Problem description = Every line from the one with "Where can you find the young" through the end of the records below should be restated word for word, and nothing outside that span.

[begin Data lines]

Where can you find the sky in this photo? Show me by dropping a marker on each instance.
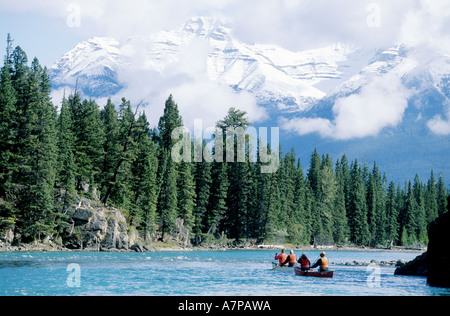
(49, 28)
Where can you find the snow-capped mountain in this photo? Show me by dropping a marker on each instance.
(274, 75)
(328, 88)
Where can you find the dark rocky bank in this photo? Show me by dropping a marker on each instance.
(435, 263)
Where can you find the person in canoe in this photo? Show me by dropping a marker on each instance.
(304, 262)
(282, 258)
(292, 259)
(322, 263)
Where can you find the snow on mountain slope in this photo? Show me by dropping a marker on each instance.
(274, 75)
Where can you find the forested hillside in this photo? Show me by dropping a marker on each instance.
(52, 151)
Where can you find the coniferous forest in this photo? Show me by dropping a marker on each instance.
(54, 150)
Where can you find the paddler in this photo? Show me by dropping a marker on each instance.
(282, 257)
(322, 263)
(304, 262)
(292, 259)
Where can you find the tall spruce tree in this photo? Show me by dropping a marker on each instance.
(8, 122)
(357, 212)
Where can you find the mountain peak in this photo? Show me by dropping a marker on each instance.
(208, 27)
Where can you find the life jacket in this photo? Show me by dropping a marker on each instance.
(305, 263)
(324, 264)
(283, 258)
(292, 259)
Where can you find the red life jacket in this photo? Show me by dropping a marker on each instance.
(305, 263)
(292, 259)
(282, 257)
(324, 264)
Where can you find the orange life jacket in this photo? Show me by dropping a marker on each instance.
(324, 264)
(292, 259)
(305, 263)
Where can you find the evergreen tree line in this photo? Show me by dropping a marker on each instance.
(49, 156)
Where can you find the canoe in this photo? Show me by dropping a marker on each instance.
(316, 274)
(276, 266)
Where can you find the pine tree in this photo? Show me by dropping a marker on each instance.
(66, 161)
(218, 197)
(314, 174)
(168, 203)
(8, 124)
(38, 157)
(238, 175)
(168, 123)
(359, 230)
(392, 225)
(144, 181)
(441, 196)
(421, 223)
(431, 207)
(340, 225)
(376, 207)
(410, 221)
(186, 194)
(203, 188)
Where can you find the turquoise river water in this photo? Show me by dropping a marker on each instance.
(222, 273)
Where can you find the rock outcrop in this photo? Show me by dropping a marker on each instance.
(433, 264)
(438, 254)
(95, 227)
(417, 267)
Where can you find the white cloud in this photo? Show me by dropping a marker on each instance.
(440, 126)
(187, 79)
(293, 24)
(380, 104)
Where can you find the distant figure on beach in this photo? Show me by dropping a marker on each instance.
(322, 263)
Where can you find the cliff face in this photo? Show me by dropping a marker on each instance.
(95, 227)
(438, 258)
(92, 227)
(434, 264)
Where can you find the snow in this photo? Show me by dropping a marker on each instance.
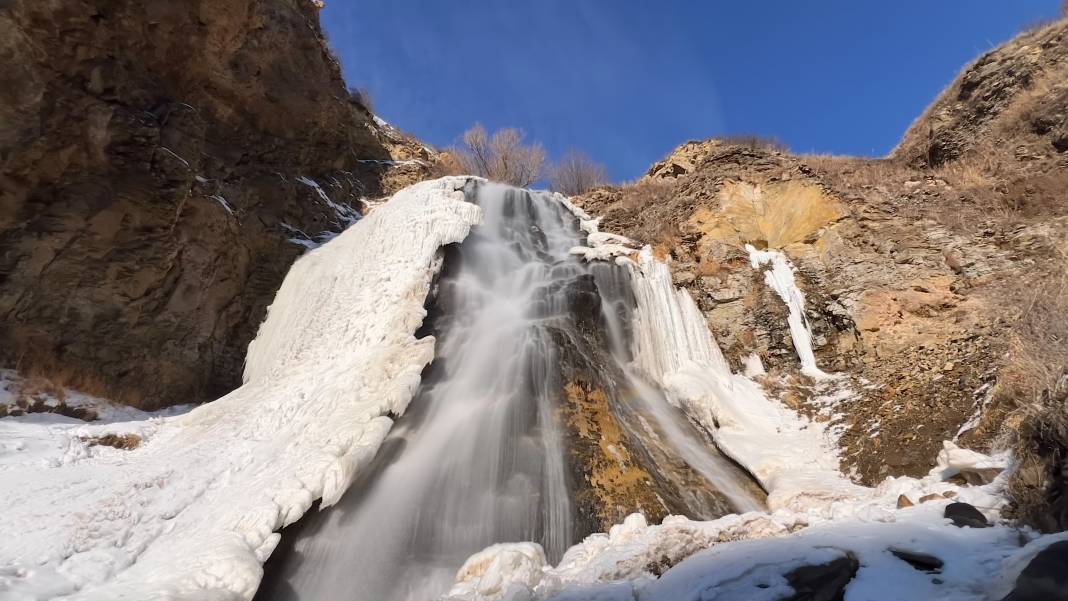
(815, 513)
(222, 202)
(792, 458)
(780, 278)
(193, 511)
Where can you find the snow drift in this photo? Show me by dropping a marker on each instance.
(194, 510)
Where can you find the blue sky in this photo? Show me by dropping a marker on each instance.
(628, 80)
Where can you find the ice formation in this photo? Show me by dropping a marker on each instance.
(817, 513)
(780, 278)
(194, 510)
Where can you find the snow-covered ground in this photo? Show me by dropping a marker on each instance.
(193, 510)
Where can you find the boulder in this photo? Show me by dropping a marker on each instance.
(1046, 576)
(822, 582)
(963, 515)
(922, 562)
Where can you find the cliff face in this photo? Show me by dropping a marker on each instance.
(160, 165)
(932, 288)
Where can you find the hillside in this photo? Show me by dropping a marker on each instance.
(933, 279)
(162, 165)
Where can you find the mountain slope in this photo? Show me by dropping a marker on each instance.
(162, 164)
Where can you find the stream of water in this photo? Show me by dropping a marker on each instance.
(481, 457)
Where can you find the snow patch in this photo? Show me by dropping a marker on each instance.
(192, 512)
(780, 278)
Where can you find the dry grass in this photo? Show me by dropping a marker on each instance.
(755, 142)
(856, 172)
(55, 376)
(644, 193)
(124, 442)
(1035, 380)
(35, 386)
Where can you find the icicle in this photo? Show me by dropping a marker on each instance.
(780, 278)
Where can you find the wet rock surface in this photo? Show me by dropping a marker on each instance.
(152, 156)
(823, 582)
(964, 516)
(922, 562)
(1046, 576)
(913, 273)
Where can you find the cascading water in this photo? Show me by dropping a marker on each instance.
(482, 456)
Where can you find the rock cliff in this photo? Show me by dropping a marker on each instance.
(161, 164)
(920, 270)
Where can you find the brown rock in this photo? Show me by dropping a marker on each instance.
(151, 154)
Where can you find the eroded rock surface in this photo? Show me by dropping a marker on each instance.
(162, 164)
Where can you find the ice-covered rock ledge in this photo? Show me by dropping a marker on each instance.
(193, 511)
(816, 513)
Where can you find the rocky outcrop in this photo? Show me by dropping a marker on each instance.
(162, 164)
(915, 279)
(1012, 97)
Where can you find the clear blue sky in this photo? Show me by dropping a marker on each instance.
(628, 80)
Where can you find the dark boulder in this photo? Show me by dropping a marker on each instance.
(963, 515)
(922, 562)
(822, 582)
(1046, 576)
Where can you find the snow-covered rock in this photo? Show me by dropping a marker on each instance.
(193, 511)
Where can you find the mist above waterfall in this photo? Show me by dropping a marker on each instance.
(486, 452)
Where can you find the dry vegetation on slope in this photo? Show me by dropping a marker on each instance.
(935, 278)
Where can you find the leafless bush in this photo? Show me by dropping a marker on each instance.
(576, 174)
(445, 163)
(1036, 378)
(755, 142)
(362, 96)
(644, 193)
(501, 157)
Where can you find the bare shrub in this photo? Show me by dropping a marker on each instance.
(645, 192)
(362, 96)
(122, 442)
(445, 163)
(576, 174)
(501, 157)
(36, 386)
(1036, 379)
(755, 142)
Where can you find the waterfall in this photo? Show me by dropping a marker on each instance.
(482, 455)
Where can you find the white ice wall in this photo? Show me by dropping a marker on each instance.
(192, 513)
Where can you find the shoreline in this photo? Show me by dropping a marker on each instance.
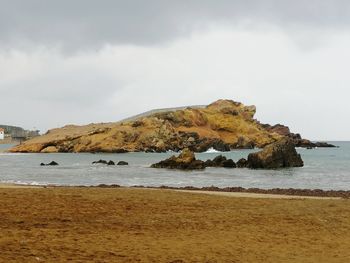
(91, 224)
(278, 193)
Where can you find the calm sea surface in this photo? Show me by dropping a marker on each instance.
(325, 168)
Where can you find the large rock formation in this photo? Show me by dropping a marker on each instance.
(276, 155)
(222, 125)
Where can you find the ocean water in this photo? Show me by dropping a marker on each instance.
(325, 168)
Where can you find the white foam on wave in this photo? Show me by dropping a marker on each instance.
(212, 150)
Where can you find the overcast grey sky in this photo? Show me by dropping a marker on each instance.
(76, 62)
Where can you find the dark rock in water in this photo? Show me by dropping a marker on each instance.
(100, 161)
(242, 163)
(220, 161)
(110, 163)
(276, 155)
(229, 163)
(185, 161)
(53, 163)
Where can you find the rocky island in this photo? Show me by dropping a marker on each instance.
(222, 125)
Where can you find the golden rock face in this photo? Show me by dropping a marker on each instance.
(223, 124)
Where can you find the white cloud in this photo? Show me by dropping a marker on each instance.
(305, 89)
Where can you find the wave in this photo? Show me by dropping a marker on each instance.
(212, 150)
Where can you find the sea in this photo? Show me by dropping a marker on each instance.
(325, 168)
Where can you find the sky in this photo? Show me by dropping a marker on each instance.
(83, 61)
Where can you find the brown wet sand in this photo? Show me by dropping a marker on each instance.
(141, 225)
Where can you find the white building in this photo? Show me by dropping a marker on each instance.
(2, 134)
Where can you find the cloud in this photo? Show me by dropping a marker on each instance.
(88, 61)
(305, 91)
(90, 24)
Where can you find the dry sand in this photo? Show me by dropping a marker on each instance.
(142, 225)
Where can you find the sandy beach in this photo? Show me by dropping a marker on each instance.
(142, 225)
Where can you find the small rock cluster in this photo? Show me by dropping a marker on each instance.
(280, 154)
(110, 162)
(53, 163)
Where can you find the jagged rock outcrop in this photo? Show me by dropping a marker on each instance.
(52, 163)
(296, 138)
(220, 161)
(276, 155)
(104, 162)
(222, 125)
(185, 161)
(242, 163)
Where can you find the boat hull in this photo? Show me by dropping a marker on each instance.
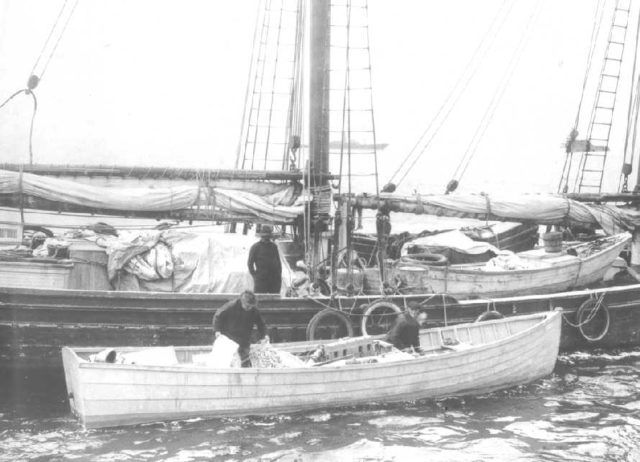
(36, 323)
(500, 354)
(566, 273)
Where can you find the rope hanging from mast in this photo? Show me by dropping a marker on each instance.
(487, 117)
(598, 15)
(632, 120)
(34, 79)
(478, 55)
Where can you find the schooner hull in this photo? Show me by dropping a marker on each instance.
(500, 354)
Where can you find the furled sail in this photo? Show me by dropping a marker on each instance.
(536, 208)
(279, 206)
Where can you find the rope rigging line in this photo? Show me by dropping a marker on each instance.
(632, 114)
(266, 26)
(294, 123)
(464, 79)
(373, 123)
(273, 87)
(595, 32)
(246, 93)
(578, 182)
(34, 80)
(497, 97)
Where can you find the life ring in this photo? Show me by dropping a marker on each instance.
(489, 316)
(430, 259)
(585, 315)
(343, 326)
(379, 317)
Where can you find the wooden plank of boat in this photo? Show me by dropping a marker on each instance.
(552, 274)
(500, 354)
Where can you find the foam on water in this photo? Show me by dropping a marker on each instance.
(587, 410)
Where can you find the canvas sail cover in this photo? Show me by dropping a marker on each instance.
(535, 208)
(277, 206)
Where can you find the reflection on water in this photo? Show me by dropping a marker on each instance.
(588, 410)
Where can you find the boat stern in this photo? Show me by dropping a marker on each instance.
(71, 364)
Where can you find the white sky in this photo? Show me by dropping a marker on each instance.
(159, 82)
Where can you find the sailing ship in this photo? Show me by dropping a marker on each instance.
(36, 322)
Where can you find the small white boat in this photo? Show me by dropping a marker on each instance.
(541, 272)
(458, 360)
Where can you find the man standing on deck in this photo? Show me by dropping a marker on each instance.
(236, 319)
(264, 263)
(405, 332)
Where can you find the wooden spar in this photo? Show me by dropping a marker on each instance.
(159, 172)
(318, 89)
(319, 84)
(628, 197)
(409, 205)
(195, 214)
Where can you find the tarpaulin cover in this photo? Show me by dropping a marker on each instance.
(213, 263)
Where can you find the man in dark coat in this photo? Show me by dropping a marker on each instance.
(405, 332)
(264, 264)
(236, 319)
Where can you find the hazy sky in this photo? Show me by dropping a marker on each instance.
(160, 82)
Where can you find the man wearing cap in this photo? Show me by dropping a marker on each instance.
(236, 319)
(264, 263)
(405, 332)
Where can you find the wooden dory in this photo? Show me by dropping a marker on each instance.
(546, 272)
(496, 354)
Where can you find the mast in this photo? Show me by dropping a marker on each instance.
(318, 94)
(319, 59)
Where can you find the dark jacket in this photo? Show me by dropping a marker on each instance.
(405, 332)
(264, 266)
(236, 323)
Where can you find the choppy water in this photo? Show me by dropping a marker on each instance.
(588, 410)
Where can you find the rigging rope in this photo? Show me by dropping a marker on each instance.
(595, 32)
(631, 112)
(34, 80)
(497, 97)
(464, 79)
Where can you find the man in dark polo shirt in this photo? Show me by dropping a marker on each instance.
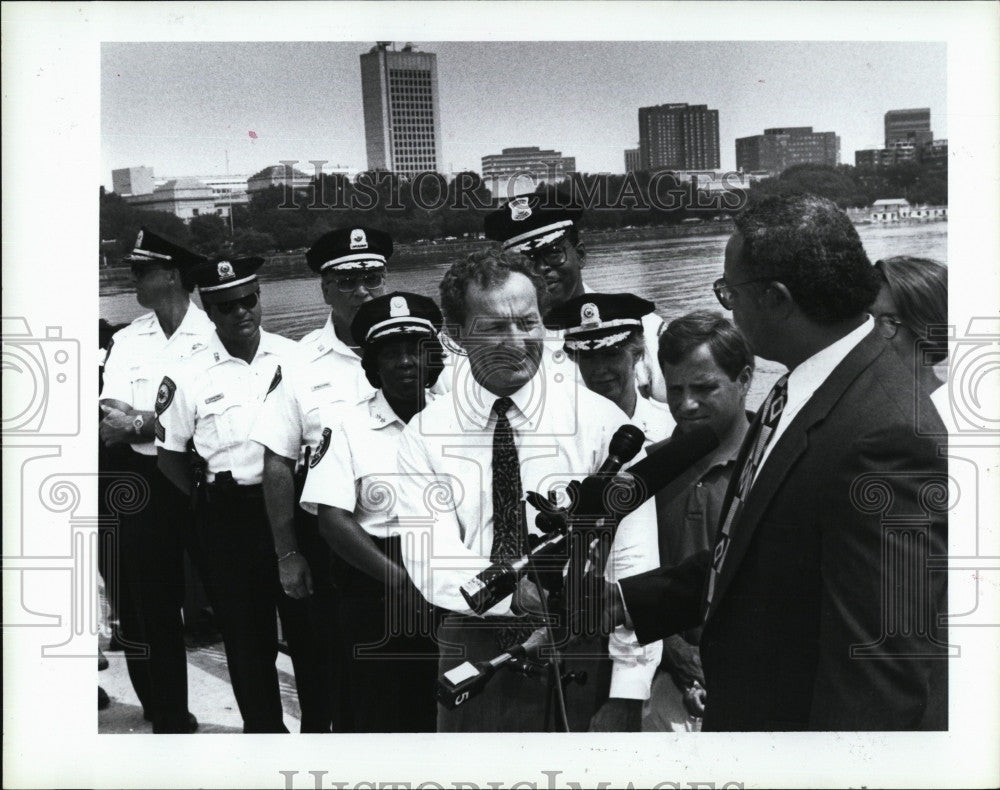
(707, 367)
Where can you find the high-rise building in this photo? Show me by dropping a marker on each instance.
(678, 137)
(132, 181)
(908, 126)
(528, 165)
(632, 160)
(779, 149)
(402, 120)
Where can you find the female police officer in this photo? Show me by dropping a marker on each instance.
(387, 626)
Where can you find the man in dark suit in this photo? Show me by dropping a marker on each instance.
(818, 607)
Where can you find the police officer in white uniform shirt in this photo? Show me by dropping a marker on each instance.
(386, 626)
(465, 464)
(547, 234)
(147, 580)
(351, 263)
(212, 399)
(604, 335)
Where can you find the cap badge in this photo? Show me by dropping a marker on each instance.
(359, 241)
(519, 209)
(590, 315)
(398, 307)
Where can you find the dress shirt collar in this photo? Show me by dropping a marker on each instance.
(269, 344)
(327, 342)
(194, 322)
(381, 413)
(810, 374)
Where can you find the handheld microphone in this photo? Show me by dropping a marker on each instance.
(459, 685)
(658, 469)
(492, 585)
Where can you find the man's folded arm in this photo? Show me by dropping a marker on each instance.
(666, 601)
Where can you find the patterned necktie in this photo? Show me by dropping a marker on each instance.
(508, 505)
(771, 411)
(508, 509)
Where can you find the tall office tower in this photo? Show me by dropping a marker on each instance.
(678, 137)
(402, 120)
(632, 160)
(908, 126)
(779, 149)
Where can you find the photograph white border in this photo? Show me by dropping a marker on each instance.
(51, 171)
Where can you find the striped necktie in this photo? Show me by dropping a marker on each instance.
(771, 411)
(509, 534)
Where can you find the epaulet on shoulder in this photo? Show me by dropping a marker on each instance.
(310, 338)
(142, 323)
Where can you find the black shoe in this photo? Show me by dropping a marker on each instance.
(192, 723)
(115, 645)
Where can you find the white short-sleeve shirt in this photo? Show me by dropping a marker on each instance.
(355, 460)
(214, 398)
(139, 354)
(445, 493)
(322, 371)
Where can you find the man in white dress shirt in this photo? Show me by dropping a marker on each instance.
(546, 233)
(604, 336)
(211, 400)
(325, 370)
(146, 581)
(465, 463)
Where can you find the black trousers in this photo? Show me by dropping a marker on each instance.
(310, 628)
(244, 588)
(389, 654)
(142, 562)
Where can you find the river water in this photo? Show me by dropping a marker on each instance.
(675, 273)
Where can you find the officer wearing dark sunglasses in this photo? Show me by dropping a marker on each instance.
(212, 399)
(547, 234)
(143, 562)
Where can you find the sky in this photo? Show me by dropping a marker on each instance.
(179, 107)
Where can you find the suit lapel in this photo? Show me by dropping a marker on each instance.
(790, 446)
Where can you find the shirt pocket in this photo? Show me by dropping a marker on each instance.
(143, 387)
(225, 422)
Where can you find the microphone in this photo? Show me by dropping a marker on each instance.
(657, 470)
(459, 685)
(623, 447)
(492, 585)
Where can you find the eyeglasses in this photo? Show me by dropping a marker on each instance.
(349, 284)
(888, 325)
(551, 255)
(724, 291)
(248, 302)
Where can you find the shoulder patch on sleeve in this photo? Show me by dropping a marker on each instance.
(274, 382)
(165, 394)
(324, 445)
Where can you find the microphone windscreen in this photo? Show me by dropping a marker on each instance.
(626, 443)
(668, 462)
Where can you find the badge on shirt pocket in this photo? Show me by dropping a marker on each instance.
(324, 445)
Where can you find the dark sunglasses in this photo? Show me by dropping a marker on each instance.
(349, 284)
(248, 302)
(551, 255)
(724, 291)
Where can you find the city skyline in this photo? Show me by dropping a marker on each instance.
(559, 95)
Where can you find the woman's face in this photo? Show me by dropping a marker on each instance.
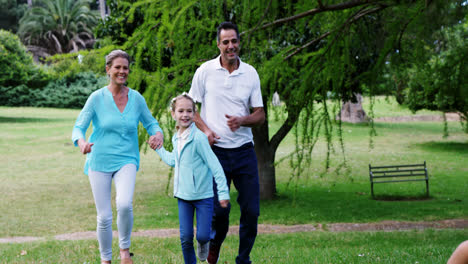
(118, 71)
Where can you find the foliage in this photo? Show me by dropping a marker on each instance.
(441, 83)
(58, 26)
(118, 26)
(70, 65)
(10, 13)
(421, 38)
(61, 93)
(17, 65)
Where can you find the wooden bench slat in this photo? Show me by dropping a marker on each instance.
(400, 181)
(396, 171)
(400, 175)
(393, 173)
(398, 166)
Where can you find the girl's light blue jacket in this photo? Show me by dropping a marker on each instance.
(195, 168)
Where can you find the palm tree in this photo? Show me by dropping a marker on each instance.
(58, 26)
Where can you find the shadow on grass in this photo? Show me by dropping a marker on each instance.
(4, 119)
(454, 147)
(353, 203)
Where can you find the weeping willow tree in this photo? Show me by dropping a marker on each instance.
(307, 51)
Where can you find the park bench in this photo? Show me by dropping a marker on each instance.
(398, 173)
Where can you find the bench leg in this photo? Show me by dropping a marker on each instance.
(427, 188)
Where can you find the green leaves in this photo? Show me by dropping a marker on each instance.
(59, 26)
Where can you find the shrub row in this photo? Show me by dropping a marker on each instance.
(62, 93)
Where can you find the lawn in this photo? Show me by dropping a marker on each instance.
(45, 193)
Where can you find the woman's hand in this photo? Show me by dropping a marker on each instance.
(85, 147)
(156, 141)
(224, 203)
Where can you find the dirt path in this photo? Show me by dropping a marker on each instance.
(274, 229)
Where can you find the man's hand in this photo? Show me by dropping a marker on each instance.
(156, 141)
(85, 147)
(224, 203)
(234, 122)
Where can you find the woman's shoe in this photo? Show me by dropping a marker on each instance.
(127, 260)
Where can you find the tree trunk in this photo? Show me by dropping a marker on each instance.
(265, 161)
(353, 112)
(102, 8)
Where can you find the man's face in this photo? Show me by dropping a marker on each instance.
(228, 45)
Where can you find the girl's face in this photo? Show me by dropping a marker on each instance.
(183, 113)
(118, 71)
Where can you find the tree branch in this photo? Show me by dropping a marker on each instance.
(351, 20)
(320, 9)
(284, 129)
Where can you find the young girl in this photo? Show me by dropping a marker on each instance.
(195, 166)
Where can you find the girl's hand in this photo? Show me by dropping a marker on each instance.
(85, 147)
(156, 141)
(224, 203)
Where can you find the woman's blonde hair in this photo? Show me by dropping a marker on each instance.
(116, 54)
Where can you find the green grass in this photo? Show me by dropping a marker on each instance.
(45, 193)
(429, 246)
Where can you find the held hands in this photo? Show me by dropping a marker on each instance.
(212, 137)
(85, 147)
(224, 203)
(156, 141)
(234, 122)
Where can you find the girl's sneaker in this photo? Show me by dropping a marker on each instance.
(213, 255)
(202, 250)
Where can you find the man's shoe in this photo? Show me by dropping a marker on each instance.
(213, 255)
(202, 251)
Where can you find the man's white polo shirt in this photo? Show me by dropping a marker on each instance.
(221, 93)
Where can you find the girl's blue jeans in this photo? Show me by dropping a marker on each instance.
(101, 185)
(204, 212)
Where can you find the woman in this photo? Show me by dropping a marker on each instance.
(113, 150)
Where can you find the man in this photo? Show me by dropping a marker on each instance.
(231, 103)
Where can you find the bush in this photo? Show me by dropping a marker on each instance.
(17, 64)
(60, 93)
(70, 65)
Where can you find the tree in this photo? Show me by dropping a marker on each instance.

[end Data lines]

Task result =
Where can you find the young girl in this photo? Show me by dropping a marker on each instance.
(195, 166)
Where can you find the girl's hand in this photo? Show me by dropping a marker on each instance.
(85, 147)
(156, 141)
(224, 203)
Where can you find the woman's blonde hair in this photo? Show me by dropping a marker on each instance.
(116, 54)
Where can you find the green grass in this photo? Show me by dropping a marker on each instance.
(45, 193)
(429, 246)
Where can you find the held hands in this photo? Show me by dropping a marker on each instance.
(212, 137)
(85, 147)
(224, 203)
(156, 141)
(234, 122)
Where can you find the girl's sneaker in this photo? Show me by dropping a marker on each instance.
(213, 255)
(202, 250)
Where can you find the man's shoe in this photo? Show me by dropping a marker on each instance.
(213, 255)
(202, 251)
Where can you find the man's white polo shirt in this photo? Show me by dropping a marker on each instance.
(221, 93)
Where can you find the girl's blue jeans in this photo? Show me by dropping a marker on each instance.
(101, 185)
(204, 212)
Where can you find the woman in this photo? Show me by dropping a marker on each instance.
(113, 150)
Where can you find the man in this photo? Show me by dropping a marker on each instance.
(231, 103)
Where can you find the bush in this photo? Show me by dropping a marker on each instance.
(17, 64)
(60, 93)
(70, 65)
Where can you find the tree in this photo? Show me by dropping a marker on each instance.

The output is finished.